● Requirements
1: Transcribe the stretch from "If more people" through "principles of equity." in the passage on City Council members pressing Mayor Bloomberg over same-sex marriage.
2: Carry the passage about City Council members pressing Mayor Bloomberg on same-sex marriage forward from its last sentence.

● Extract provided
A number of New York City Council Members today called on Mayor Bloomberg to state his position on the issue of same-sex marriages, with Council Member Chris Quinn leading the challenge:

“When Mike Bloomberg ran for office, he said he was going to be leader and not hide behind politics. Today, 793 days into his mayoral administration, we still don’t know the Mayor’s position on this critical civil rights issue.”

Among the speakers at a press conference outside City Hall this morning were Alisa Surkis and Colleen Gillespie with their child Ella, but rivalling their profound impact were the words delivered by Council Member Phil Reed, who described how he first found out that his parents had had to go to Mexico for their mixed-race marriage.

If more people understood that marriage didn’t have to be described by superstition and prejudice the institution would be more popular than ever – or in the best of all possible worlds it would simply cease to exist as a legal contract, its important practical ends served better by the application of principles of equity.

● Source data
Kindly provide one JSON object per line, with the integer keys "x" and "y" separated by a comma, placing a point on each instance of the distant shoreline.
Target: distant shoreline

● Final results
1:
If more people understood that marriage didn’t have to be described by superstition and prejudice the institution would be more popular than ever – or in the best of all possible worlds it would simply cease to exist as a legal contract, its important practical ends served better by the application of principles of equity.

2:
Hovering over the speakers this morning were two sets of signs I had hurriedly made on Saturday night and again last night in the hope of clearing the air of the religious fanaticism which so obscures the subject of marriage in this country. [yeah, as if . . . .] One reading, “IT’S A RIGHT”, was to the left of its partner which continued, “NOT A RITE”. The other pleaded, “KEEP MARRIAGE CIVIL”. [Barry came up with the language of the second sign. I really like its gentle alternate entreaty] Some of the questions reporters directed to the Council Members after they delivered their initial statements suggested that there might be the beginnings of an understanding that the discussion of marriage is dominated by religious cant.
Unfortunately we have a lot of work cut out for us on every issue, since in this country every discussion is dominated by religious cant.
People working for the recognition of same-sex marriage in New York will be back at the northeast corner of City Hall tomorrow, this time for a demonstration from 8am until 9:30. They will be supporting the dozens of couples who are expected to enter the Marriage Bureau in the Municipal Building across the street to ask the City Clerk for marriage licenses.
For more information see New York Marriage Now.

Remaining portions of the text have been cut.